TEXT PASSAGE:
□ □ □ □ □

Bug ID: JDK-8182070 Container Awareness

JDK-8182070 : Container Awareness

Type: JEP
Component: hotspot
Sub-Component: runtime

Priority: P3
Status: Closed
Resolution: Withdrawn

Submitted: 2017-06-13
Updated: 2024-06-04
Resolved: 2018-05-17

Related Reports

Blocks :	JDK-8184303 - JEP-JDK-8182070: SQE Test Plan for Container Awareness
Blocks :	JMC-5930 - JMC should report CPU usage based on the CPU quota rather then on number of CPUs the host machine has
Blocks :	JMC-5901 - Utilize information from the host/container
Blocks :	JDK-8199944 - Add Container MBean to JMX
Relates :	JMC-5522 - Rule for memory settings when running in a container
Relates :	JDK-8203357 - Container Metrics
Relates :	JDK-8146115 - Improve docker container detection and resource configuration usage

Description

Summary
-------

Container aware Java runtime

Goals
-----

Provide an internal API that can be used to extract container specific configuration and runtime statistics.  This JEP will only support Docker on Linux-x64 although the design should be flexible enough to allow support for other platforms and container technologies.  The initial focus will be on Linux cgroups technology so that we will be able to easily support other container technologies running on Linux in addition to Docker.

Non-Goals
---------

Although it is expected that this API will function properly on all cgroup enabled Linux platforms, it is not a goal of this JEP to perform validation of any configuration other than Docker containers running on Linux x64 and direct Linux host process execution.  Since cgroups are enabled for processes running directly on Linux hosts, this configuration will also be verified.

□ □ □ □ □

Records from a data collection:
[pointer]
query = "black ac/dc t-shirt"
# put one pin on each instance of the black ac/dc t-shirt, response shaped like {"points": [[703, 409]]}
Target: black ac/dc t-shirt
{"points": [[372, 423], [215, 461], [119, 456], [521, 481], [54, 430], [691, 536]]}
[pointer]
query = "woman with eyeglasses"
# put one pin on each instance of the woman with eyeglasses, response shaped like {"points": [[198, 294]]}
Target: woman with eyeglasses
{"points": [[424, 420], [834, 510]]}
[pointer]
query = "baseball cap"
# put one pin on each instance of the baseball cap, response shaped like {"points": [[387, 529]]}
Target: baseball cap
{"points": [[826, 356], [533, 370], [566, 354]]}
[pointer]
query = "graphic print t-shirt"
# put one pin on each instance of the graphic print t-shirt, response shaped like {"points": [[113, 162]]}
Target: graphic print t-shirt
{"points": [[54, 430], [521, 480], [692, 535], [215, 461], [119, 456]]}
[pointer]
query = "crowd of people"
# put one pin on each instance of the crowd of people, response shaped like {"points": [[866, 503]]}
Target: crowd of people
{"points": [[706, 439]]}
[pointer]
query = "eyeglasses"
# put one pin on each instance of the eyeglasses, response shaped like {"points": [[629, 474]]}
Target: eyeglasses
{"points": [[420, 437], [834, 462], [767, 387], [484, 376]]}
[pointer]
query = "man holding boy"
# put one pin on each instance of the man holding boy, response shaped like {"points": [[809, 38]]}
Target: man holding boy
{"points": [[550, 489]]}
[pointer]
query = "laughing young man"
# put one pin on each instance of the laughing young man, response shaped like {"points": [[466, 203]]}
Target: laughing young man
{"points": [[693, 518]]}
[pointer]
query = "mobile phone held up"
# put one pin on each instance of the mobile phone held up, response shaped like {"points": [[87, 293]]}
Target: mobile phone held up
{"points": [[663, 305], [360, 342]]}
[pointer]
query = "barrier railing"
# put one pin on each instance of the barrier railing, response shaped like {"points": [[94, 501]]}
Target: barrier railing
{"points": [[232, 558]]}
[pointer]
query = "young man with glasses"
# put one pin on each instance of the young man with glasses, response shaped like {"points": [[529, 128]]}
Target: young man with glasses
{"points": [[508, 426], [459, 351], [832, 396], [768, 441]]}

□ □ □ □ □

GIVEN EXERCISE A:
Answer these questions about the container awareness page.
(i) What status and resolution does the page list for the issue?
(ii) Which container technology, on which platform, is the JEP limited to supporting?
(iii) Besides Docker containers on Linux x64, which configuration will also be verified?
GIVEN EXERCISE B: Resume the container awareness page after its last sentence, keeping its sectioned style.

TASK ANSWER A:
(i) The status is Closed and the resolution is Withdrawn.
(ii) Docker on Linux-x64.
(iii) Direct Linux host process execution.

TASK ANSWER B:
Motivation
----------

Container technology is becoming more and more prevalent in Cloud based applications.  The Cloud Serverless application programming model motivates developers to split large monolithic applications into 100s of smaller pieces each running in thier own container.  This move increases the importance of the observability of each running container process.  Adding the proposed set of APIs will allow more details related to each container process to be made available to external tools thereby improving the observability.

Description
-----------

This enhancement will be made up of the following work items:

Detecting if Java is running in a container.

The Java runtime, as well as any tests that we might write for this feature, will need to be able to detect that the current Java process is running in a container.  A new API will be made available for this purpose.

Exposing container resource limits, configuration and runtime statistics.

There are several configuration options and limits that can be imposed upon a running container.  Not all of these
are important to a running Java process.  We clearly want to be able to detect how many CPUs have been allocated to our process along with the maximum amount of memory that the process has been allocated but there are other options that we might want to base runtime decisions on.

In addition, since containers typically impose limits on system resources, they also provide the ability to easily access the amount of consumption of these resources.  The goal is to provide this information in addition to the configuration data.

A new jdk.internal.platform.Metrics class will define the API to obtain the types of configuration and consumption metrics listed below.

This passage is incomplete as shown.